> About this task: Below is a block of records; repeat all of them exactly.

══════

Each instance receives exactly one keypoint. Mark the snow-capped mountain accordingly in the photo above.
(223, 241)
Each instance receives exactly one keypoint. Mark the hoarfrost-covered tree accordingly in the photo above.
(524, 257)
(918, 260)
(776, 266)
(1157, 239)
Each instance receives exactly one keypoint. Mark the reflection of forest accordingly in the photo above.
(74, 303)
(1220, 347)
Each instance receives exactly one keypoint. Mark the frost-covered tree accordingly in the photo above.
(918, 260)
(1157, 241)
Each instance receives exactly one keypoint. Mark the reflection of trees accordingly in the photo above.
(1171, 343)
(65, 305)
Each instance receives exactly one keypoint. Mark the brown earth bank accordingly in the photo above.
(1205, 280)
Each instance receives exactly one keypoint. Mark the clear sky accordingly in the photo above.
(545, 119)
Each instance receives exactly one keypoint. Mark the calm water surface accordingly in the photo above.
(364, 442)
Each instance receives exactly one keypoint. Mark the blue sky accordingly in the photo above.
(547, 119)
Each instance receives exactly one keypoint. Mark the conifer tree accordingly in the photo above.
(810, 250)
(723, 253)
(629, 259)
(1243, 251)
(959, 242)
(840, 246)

══════

> Written solution:
Each instance receives exactly one keypoint. Mark the snow-capped mountain accordingly in the photo above.
(223, 241)
Each instance receives exactly one keypoint. Mark the hoarfrost-covered tree accordingly in the photo above.
(524, 257)
(918, 260)
(776, 266)
(1157, 239)
Each instance receives exactly one keypoint. Mark the reflection of forest accordingly in the photo above.
(74, 303)
(1220, 347)
Each instance receives exactly one keypoint. Mark the frost-covered tree accordingly in the photo above.
(918, 260)
(1157, 241)
Each instance receives exactly one keypoint. Mark the reflection of trees accordingly in the photo above.
(1171, 343)
(65, 305)
Each instance receives exactly one keypoint. Mark the brown earth bank accordingly in the photo above.
(1205, 280)
Each instance receives exactly one keypoint. Mark the clear sky accordingly in the photo above.
(545, 119)
Each instance receives exactly one keypoint. Mark the calm water surface accordingly in the photo above.
(364, 442)
Each instance receives exactly one keypoint. Mark the blue sky accordingly in the photo above.
(547, 119)
Each instance receives exactly one keypoint. Mark the conifer tree accordingly in the photo above.
(810, 250)
(723, 253)
(629, 259)
(1243, 251)
(959, 242)
(840, 246)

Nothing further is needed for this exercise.